**The task:**
Up to and including the line with "Kindly give the", output the records exactly as they appear.

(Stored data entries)
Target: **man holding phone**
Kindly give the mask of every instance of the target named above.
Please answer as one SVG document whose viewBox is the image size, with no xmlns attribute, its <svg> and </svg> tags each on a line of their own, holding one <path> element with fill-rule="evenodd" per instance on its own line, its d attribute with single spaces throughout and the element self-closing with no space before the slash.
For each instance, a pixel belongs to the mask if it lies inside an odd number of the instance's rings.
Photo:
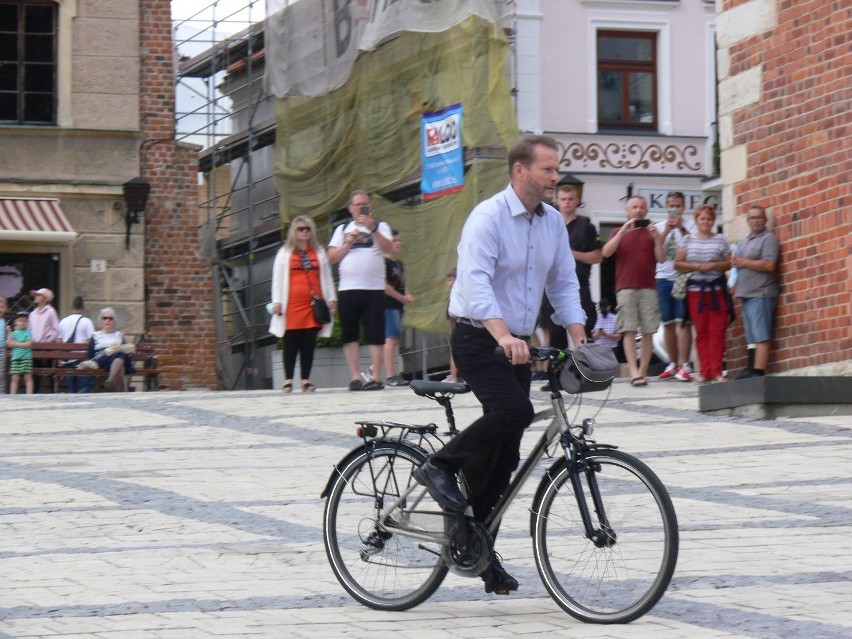
<svg viewBox="0 0 852 639">
<path fill-rule="evenodd" d="M 618 305 L 618 332 L 630 367 L 633 386 L 648 384 L 651 340 L 660 325 L 655 272 L 665 260 L 663 238 L 646 218 L 648 202 L 641 195 L 627 200 L 627 222 L 610 235 L 603 256 L 615 255 L 615 299 Z M 636 332 L 641 331 L 641 361 L 636 359 Z"/>
<path fill-rule="evenodd" d="M 337 308 L 343 356 L 352 381 L 349 390 L 381 390 L 382 354 L 385 345 L 385 253 L 393 249 L 393 236 L 387 222 L 373 216 L 373 203 L 366 191 L 349 195 L 352 221 L 334 229 L 328 243 L 328 259 L 340 263 Z M 373 376 L 361 381 L 358 369 L 358 327 L 370 349 Z"/>
<path fill-rule="evenodd" d="M 686 198 L 680 191 L 672 191 L 666 195 L 668 216 L 665 222 L 657 223 L 657 232 L 663 238 L 663 250 L 666 260 L 657 264 L 657 298 L 660 303 L 660 315 L 663 320 L 663 337 L 666 353 L 669 356 L 668 366 L 660 374 L 660 379 L 679 379 L 682 382 L 692 381 L 692 368 L 689 363 L 692 351 L 692 327 L 686 318 L 686 302 L 672 297 L 677 271 L 674 267 L 674 257 L 677 245 L 684 235 L 695 230 L 691 221 L 684 221 L 683 212 Z"/>
</svg>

**Written answer:**
Target: **man holding phone**
Kindly give the mask of every instance of the target named above.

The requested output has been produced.